■ **THE REQUEST**: Transcribe each of the items below line for line, leaving out the pictures.

— start RECORDS SHOWN —

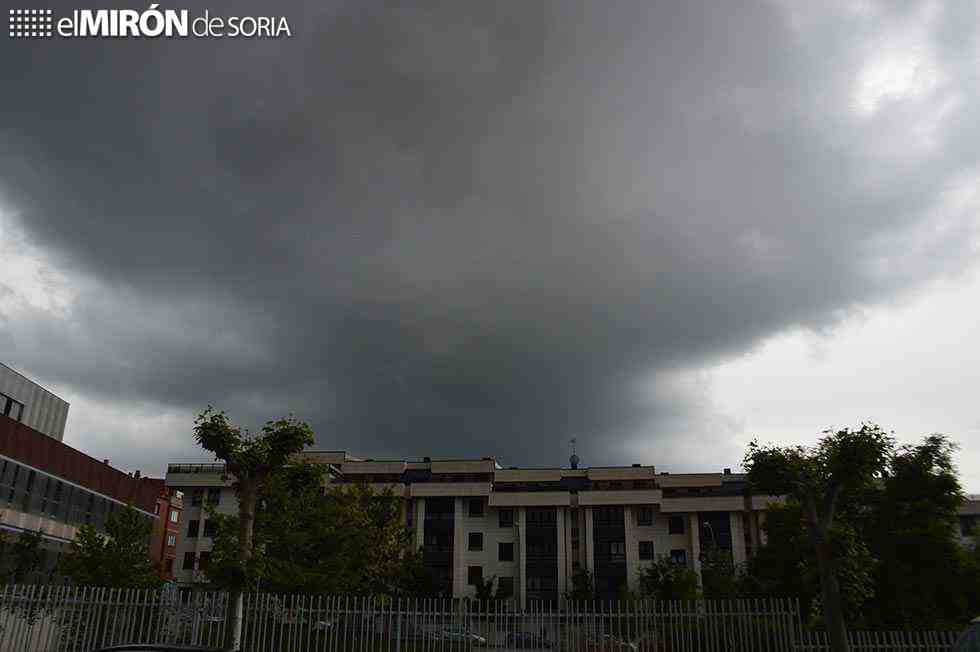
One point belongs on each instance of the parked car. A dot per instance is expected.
(969, 640)
(609, 643)
(460, 635)
(157, 647)
(528, 640)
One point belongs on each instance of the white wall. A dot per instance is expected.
(43, 411)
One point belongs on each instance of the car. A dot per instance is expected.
(609, 643)
(528, 640)
(157, 647)
(460, 635)
(969, 640)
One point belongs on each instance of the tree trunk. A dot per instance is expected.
(247, 498)
(830, 588)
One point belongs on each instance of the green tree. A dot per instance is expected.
(117, 558)
(25, 556)
(347, 540)
(843, 461)
(250, 459)
(582, 587)
(719, 576)
(665, 579)
(925, 578)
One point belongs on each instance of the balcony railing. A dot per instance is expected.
(196, 468)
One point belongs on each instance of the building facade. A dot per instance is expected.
(529, 529)
(23, 400)
(166, 529)
(49, 487)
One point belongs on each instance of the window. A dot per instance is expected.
(675, 525)
(10, 407)
(475, 541)
(644, 516)
(646, 550)
(968, 525)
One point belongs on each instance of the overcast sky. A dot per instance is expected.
(471, 228)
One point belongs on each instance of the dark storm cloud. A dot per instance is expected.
(466, 227)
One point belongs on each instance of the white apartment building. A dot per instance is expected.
(529, 528)
(23, 400)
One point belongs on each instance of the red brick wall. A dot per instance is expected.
(29, 446)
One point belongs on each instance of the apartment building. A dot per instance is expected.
(24, 401)
(528, 528)
(166, 529)
(49, 487)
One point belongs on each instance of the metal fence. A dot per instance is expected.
(81, 619)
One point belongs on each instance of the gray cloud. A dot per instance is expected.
(471, 227)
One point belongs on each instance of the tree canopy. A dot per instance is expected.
(116, 558)
(345, 540)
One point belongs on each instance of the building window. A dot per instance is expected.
(644, 516)
(10, 407)
(675, 525)
(646, 550)
(475, 541)
(968, 525)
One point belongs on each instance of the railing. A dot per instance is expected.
(196, 468)
(881, 641)
(82, 619)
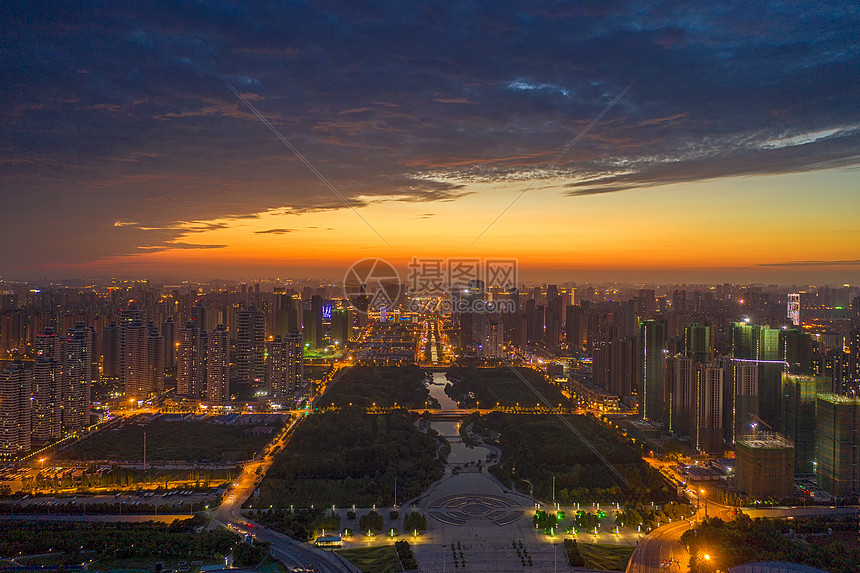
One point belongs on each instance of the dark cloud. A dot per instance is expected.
(842, 263)
(119, 113)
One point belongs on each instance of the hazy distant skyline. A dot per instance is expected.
(732, 157)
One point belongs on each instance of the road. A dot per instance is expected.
(661, 550)
(287, 550)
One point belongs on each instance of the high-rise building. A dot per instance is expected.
(652, 356)
(793, 308)
(77, 377)
(680, 394)
(218, 365)
(761, 345)
(709, 408)
(133, 334)
(745, 396)
(764, 466)
(168, 331)
(15, 410)
(575, 327)
(491, 341)
(837, 422)
(47, 401)
(697, 343)
(286, 366)
(341, 326)
(154, 360)
(191, 361)
(110, 352)
(250, 345)
(799, 400)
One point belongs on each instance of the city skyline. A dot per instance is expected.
(604, 142)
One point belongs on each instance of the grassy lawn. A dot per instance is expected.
(193, 441)
(373, 559)
(573, 451)
(503, 386)
(380, 385)
(148, 564)
(349, 457)
(606, 557)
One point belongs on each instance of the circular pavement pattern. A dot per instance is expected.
(458, 509)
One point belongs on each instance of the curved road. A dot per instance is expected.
(661, 550)
(289, 551)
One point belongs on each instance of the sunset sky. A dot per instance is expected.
(731, 155)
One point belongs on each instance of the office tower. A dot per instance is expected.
(709, 408)
(680, 394)
(745, 397)
(47, 401)
(168, 332)
(799, 399)
(341, 326)
(764, 466)
(796, 349)
(77, 376)
(679, 301)
(191, 361)
(761, 346)
(491, 338)
(575, 327)
(12, 331)
(133, 334)
(47, 346)
(285, 317)
(286, 366)
(250, 345)
(314, 325)
(218, 365)
(110, 352)
(854, 357)
(793, 308)
(837, 422)
(154, 360)
(15, 410)
(652, 356)
(697, 343)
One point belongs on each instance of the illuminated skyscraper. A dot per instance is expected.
(47, 388)
(191, 361)
(168, 332)
(77, 349)
(218, 365)
(652, 356)
(286, 366)
(15, 410)
(680, 394)
(697, 342)
(745, 397)
(793, 308)
(250, 345)
(133, 334)
(709, 409)
(837, 423)
(799, 402)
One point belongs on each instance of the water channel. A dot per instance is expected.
(460, 452)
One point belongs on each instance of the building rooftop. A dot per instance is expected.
(765, 441)
(840, 399)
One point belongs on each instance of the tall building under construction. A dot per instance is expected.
(837, 423)
(764, 466)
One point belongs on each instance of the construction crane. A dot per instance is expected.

— end RECORDS SHOWN —

■ **ANSWER TO THIS PROBLEM**:
One point belongs on each instance of the parked car. A dot per instance is expected.
(969, 640)
(609, 643)
(460, 635)
(157, 647)
(528, 640)
One point belongs on each instance of the white wall. A dot per instance is expected.
(43, 411)
One point belongs on each instance of the car. A dot per instance is expected.
(609, 643)
(528, 640)
(157, 647)
(460, 635)
(969, 640)
One point belongs on each instance of the tree trunk. A dot per instance is expected.
(247, 498)
(830, 588)
One point belongs on each instance of the green tree. A dot per instance is expected.
(117, 558)
(25, 556)
(347, 540)
(843, 461)
(250, 459)
(582, 587)
(719, 576)
(665, 579)
(925, 578)
One point belongs on each instance of the balcony railing. A dot per instance is expected.
(196, 468)
One point belongs on each instance of the building facade. A dot per instance is expected.
(529, 529)
(23, 400)
(166, 529)
(49, 487)
One point belongs on each instance of the window. A dot per instance is expected.
(675, 525)
(10, 407)
(475, 541)
(644, 516)
(646, 550)
(968, 525)
One point belongs on each instance of the overcast sky. A dot per instance is expected.
(471, 228)
One point belongs on each instance of the dark storm cloud. A dot per instance is expected.
(466, 227)
One point belongs on each instance of the white apartment building. A dot per instance is expected.
(529, 528)
(23, 400)
One point belongs on each instance of the red brick wall. A dot per instance is expected.
(29, 446)
One point belongs on each instance of the apartment building. A dot per instance is expected.
(24, 401)
(528, 528)
(166, 529)
(49, 487)
One point belongs on each instance of the metal fence. A dot per instance is expected.
(81, 619)
One point belongs on each instance of the gray cloud. A dot per instance is expected.
(471, 227)
One point belongs on each instance of the tree canopy. A dot per instance is expected.
(116, 558)
(345, 540)
One point belongs on each instance of the building window. A dot per instance is expected.
(644, 516)
(10, 407)
(675, 525)
(646, 550)
(475, 541)
(968, 525)
One point belongs on each instance of the railing. A dot per instance is expected.
(196, 468)
(881, 641)
(82, 619)
One point belongs on each instance of the dark cloud. A dot per instance is expected.
(842, 263)
(119, 113)
One point belongs on each instance of the hazy distant skyline. A dot per instance is expected.
(732, 157)
One point belongs on each instance of the road. A dot per instance is expected.
(661, 550)
(287, 550)
One point belongs on each instance of the high-rise building. A dot per instance is expected.
(652, 356)
(793, 308)
(77, 377)
(680, 394)
(218, 365)
(761, 345)
(709, 408)
(133, 334)
(745, 396)
(764, 466)
(168, 331)
(15, 410)
(575, 327)
(491, 341)
(837, 422)
(47, 401)
(697, 343)
(286, 366)
(341, 326)
(154, 360)
(191, 361)
(110, 352)
(250, 345)
(799, 400)
One point belongs on each instance of the city skyline. A dot per instance is expected.
(604, 142)
One point belongs on each instance of the grassy lawn. A dot per instance is expected.
(193, 441)
(373, 559)
(573, 451)
(503, 386)
(380, 385)
(148, 564)
(349, 457)
(606, 557)
One point belongs on each instance of the circular pavement pattern. A dot per instance is expected.
(458, 509)
One point belongs on each instance of the curved road. A dot per instance is expected.
(661, 550)
(289, 551)
One point belongs on each instance of the sunset sky. A dot per instance is expected.
(731, 155)
One point belongs on each instance of the office tower. A dot per instance is expected.
(709, 408)
(680, 394)
(745, 397)
(47, 401)
(168, 332)
(799, 399)
(341, 326)
(764, 466)
(796, 349)
(77, 376)
(679, 301)
(191, 361)
(761, 346)
(491, 338)
(575, 327)
(12, 331)
(133, 334)
(47, 346)
(285, 317)
(286, 366)
(250, 345)
(314, 325)
(218, 365)
(110, 352)
(854, 357)
(793, 308)
(837, 422)
(154, 360)
(15, 410)
(652, 356)
(697, 343)
One point belongs on each instance of the illuminated skyscraper. A dot per instance is expected.
(47, 388)
(191, 361)
(168, 332)
(77, 349)
(218, 365)
(652, 356)
(286, 366)
(15, 410)
(680, 394)
(697, 342)
(745, 397)
(793, 308)
(250, 345)
(133, 334)
(709, 409)
(837, 423)
(799, 402)
One point belongs on each instance of the water channel. A dot per instance is expected.
(460, 452)
One point belongs on each instance of the building rooftop. A dot per instance is expected.
(765, 441)
(840, 399)
One point belongs on each instance of the tall building under construction. A dot per instance is expected.
(837, 423)
(764, 466)
One point belongs on each instance of the construction crane. A dot per instance is expected.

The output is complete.